■ Work task
In the data that follows, find each line containing "thyme" and copy it.

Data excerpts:

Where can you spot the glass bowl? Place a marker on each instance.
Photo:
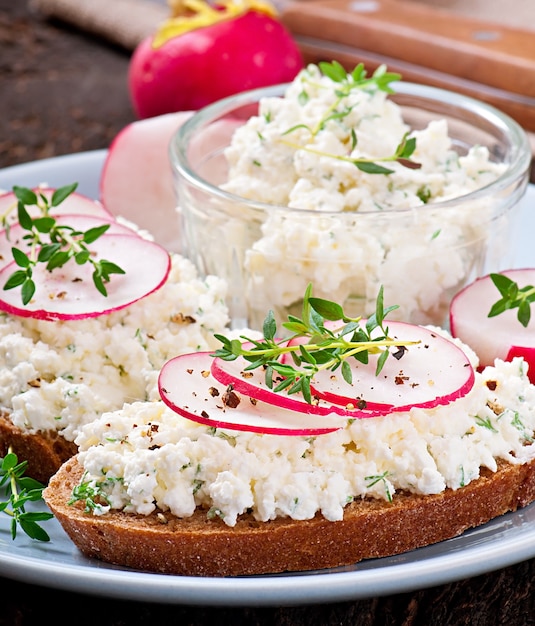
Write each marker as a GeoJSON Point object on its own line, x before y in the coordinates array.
{"type": "Point", "coordinates": [421, 255]}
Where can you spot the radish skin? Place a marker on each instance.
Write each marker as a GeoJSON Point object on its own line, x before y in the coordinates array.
{"type": "Point", "coordinates": [430, 373]}
{"type": "Point", "coordinates": [187, 386]}
{"type": "Point", "coordinates": [253, 384]}
{"type": "Point", "coordinates": [501, 337]}
{"type": "Point", "coordinates": [137, 179]}
{"type": "Point", "coordinates": [68, 293]}
{"type": "Point", "coordinates": [203, 65]}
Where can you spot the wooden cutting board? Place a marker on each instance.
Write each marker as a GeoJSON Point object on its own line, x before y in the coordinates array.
{"type": "Point", "coordinates": [490, 61]}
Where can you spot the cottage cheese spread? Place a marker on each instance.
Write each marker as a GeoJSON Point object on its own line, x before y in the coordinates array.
{"type": "Point", "coordinates": [60, 375]}
{"type": "Point", "coordinates": [146, 457]}
{"type": "Point", "coordinates": [296, 152]}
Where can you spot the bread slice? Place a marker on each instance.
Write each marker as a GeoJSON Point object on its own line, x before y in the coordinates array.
{"type": "Point", "coordinates": [44, 451]}
{"type": "Point", "coordinates": [197, 546]}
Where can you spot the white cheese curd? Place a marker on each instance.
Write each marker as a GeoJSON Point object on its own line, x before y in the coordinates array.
{"type": "Point", "coordinates": [59, 375]}
{"type": "Point", "coordinates": [295, 153]}
{"type": "Point", "coordinates": [145, 457]}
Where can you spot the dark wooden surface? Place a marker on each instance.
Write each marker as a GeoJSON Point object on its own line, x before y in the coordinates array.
{"type": "Point", "coordinates": [62, 92]}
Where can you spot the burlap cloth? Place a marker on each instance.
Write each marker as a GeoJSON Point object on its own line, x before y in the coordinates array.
{"type": "Point", "coordinates": [127, 22]}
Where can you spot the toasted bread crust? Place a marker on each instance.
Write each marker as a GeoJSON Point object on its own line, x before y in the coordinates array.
{"type": "Point", "coordinates": [44, 451]}
{"type": "Point", "coordinates": [371, 528]}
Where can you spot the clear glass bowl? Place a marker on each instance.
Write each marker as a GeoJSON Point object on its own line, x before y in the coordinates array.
{"type": "Point", "coordinates": [241, 240]}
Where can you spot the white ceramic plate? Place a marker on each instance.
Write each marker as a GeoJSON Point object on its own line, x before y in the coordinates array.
{"type": "Point", "coordinates": [505, 541]}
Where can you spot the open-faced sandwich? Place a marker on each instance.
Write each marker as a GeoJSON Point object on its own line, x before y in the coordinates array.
{"type": "Point", "coordinates": [68, 352]}
{"type": "Point", "coordinates": [347, 440]}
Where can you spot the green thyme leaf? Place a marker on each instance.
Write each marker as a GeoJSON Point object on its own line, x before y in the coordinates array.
{"type": "Point", "coordinates": [53, 244]}
{"type": "Point", "coordinates": [19, 490]}
{"type": "Point", "coordinates": [512, 297]}
{"type": "Point", "coordinates": [327, 345]}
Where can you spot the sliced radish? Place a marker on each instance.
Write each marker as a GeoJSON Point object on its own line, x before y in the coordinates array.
{"type": "Point", "coordinates": [187, 386]}
{"type": "Point", "coordinates": [430, 373]}
{"type": "Point", "coordinates": [500, 337]}
{"type": "Point", "coordinates": [14, 236]}
{"type": "Point", "coordinates": [137, 178]}
{"type": "Point", "coordinates": [74, 203]}
{"type": "Point", "coordinates": [253, 384]}
{"type": "Point", "coordinates": [69, 293]}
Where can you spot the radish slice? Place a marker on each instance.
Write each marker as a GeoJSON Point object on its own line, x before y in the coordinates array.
{"type": "Point", "coordinates": [188, 388]}
{"type": "Point", "coordinates": [137, 179]}
{"type": "Point", "coordinates": [69, 293]}
{"type": "Point", "coordinates": [75, 203]}
{"type": "Point", "coordinates": [430, 373]}
{"type": "Point", "coordinates": [500, 337]}
{"type": "Point", "coordinates": [14, 238]}
{"type": "Point", "coordinates": [253, 384]}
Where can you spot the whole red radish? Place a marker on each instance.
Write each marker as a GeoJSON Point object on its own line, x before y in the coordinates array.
{"type": "Point", "coordinates": [204, 53]}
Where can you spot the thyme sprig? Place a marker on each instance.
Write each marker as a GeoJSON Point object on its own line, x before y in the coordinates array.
{"type": "Point", "coordinates": [512, 297]}
{"type": "Point", "coordinates": [93, 494]}
{"type": "Point", "coordinates": [334, 339]}
{"type": "Point", "coordinates": [52, 243]}
{"type": "Point", "coordinates": [20, 490]}
{"type": "Point", "coordinates": [346, 83]}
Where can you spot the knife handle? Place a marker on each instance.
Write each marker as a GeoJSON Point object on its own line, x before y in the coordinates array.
{"type": "Point", "coordinates": [485, 52]}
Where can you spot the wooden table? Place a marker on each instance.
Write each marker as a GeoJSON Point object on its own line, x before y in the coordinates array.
{"type": "Point", "coordinates": [63, 92]}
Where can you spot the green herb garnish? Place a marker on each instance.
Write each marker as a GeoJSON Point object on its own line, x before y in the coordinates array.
{"type": "Point", "coordinates": [20, 490]}
{"type": "Point", "coordinates": [512, 297]}
{"type": "Point", "coordinates": [347, 82]}
{"type": "Point", "coordinates": [52, 243]}
{"type": "Point", "coordinates": [93, 494]}
{"type": "Point", "coordinates": [328, 347]}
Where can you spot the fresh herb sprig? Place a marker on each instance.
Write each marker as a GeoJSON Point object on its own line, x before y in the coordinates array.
{"type": "Point", "coordinates": [512, 297]}
{"type": "Point", "coordinates": [52, 243]}
{"type": "Point", "coordinates": [330, 345]}
{"type": "Point", "coordinates": [19, 491]}
{"type": "Point", "coordinates": [346, 83]}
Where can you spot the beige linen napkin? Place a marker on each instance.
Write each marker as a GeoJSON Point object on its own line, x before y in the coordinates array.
{"type": "Point", "coordinates": [124, 22]}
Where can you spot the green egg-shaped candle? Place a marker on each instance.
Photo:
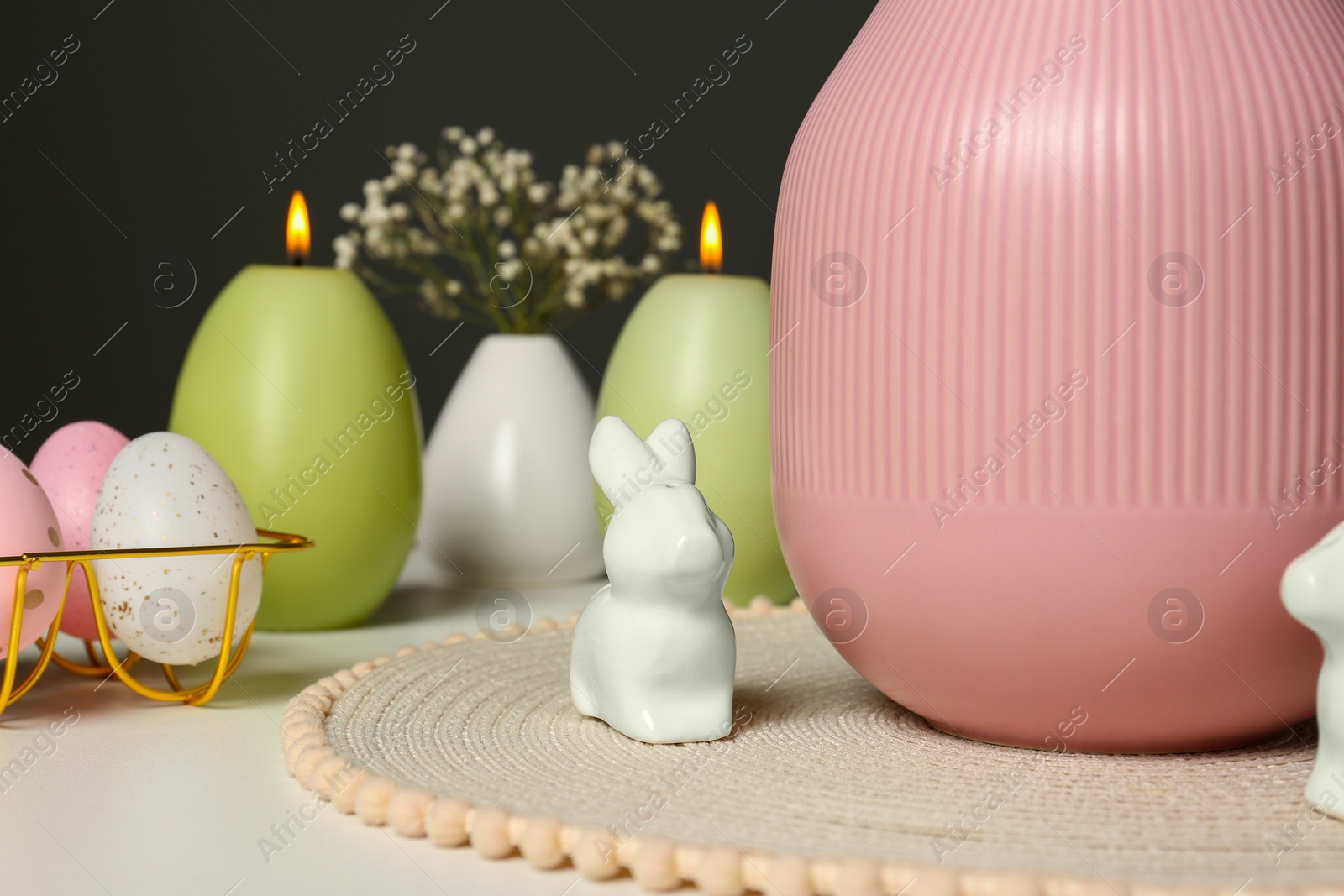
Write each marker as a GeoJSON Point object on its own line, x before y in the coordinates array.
{"type": "Point", "coordinates": [696, 348]}
{"type": "Point", "coordinates": [297, 385]}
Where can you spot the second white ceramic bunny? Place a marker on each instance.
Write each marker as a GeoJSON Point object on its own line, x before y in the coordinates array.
{"type": "Point", "coordinates": [1314, 594]}
{"type": "Point", "coordinates": [655, 651]}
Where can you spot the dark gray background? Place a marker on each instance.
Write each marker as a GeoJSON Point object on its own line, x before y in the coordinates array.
{"type": "Point", "coordinates": [159, 127]}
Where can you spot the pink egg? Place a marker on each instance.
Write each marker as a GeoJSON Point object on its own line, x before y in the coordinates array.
{"type": "Point", "coordinates": [27, 526]}
{"type": "Point", "coordinates": [71, 466]}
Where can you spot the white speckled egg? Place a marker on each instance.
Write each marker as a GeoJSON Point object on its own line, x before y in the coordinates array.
{"type": "Point", "coordinates": [165, 490]}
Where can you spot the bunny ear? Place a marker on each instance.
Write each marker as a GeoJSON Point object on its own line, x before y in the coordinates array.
{"type": "Point", "coordinates": [616, 453]}
{"type": "Point", "coordinates": [672, 445]}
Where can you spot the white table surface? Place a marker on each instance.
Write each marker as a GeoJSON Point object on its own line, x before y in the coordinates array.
{"type": "Point", "coordinates": [143, 797]}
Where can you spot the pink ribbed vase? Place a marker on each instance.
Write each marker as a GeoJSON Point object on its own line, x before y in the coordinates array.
{"type": "Point", "coordinates": [1055, 392]}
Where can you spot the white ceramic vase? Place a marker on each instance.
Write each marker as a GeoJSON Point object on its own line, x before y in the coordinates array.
{"type": "Point", "coordinates": [507, 490]}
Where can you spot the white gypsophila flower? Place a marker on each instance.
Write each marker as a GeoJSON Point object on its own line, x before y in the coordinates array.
{"type": "Point", "coordinates": [480, 212]}
{"type": "Point", "coordinates": [346, 251]}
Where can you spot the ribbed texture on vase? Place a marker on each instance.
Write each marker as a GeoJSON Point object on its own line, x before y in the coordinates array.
{"type": "Point", "coordinates": [1057, 311]}
{"type": "Point", "coordinates": [991, 285]}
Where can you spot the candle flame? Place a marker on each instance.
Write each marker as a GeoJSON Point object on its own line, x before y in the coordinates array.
{"type": "Point", "coordinates": [711, 241]}
{"type": "Point", "coordinates": [297, 237]}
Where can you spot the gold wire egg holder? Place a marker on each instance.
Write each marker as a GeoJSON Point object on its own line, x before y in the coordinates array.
{"type": "Point", "coordinates": [107, 664]}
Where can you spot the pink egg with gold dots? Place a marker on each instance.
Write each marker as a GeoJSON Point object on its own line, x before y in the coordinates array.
{"type": "Point", "coordinates": [27, 526]}
{"type": "Point", "coordinates": [71, 466]}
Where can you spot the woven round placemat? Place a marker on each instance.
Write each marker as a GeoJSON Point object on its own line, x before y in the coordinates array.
{"type": "Point", "coordinates": [826, 785]}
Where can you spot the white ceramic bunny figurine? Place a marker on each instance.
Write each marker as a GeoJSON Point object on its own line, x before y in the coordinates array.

■ Exercise result
Where can you spot the green thyme leaf? Place a marker on each instance.
Where can you spot the thyme sprig? Place a marker on each instance.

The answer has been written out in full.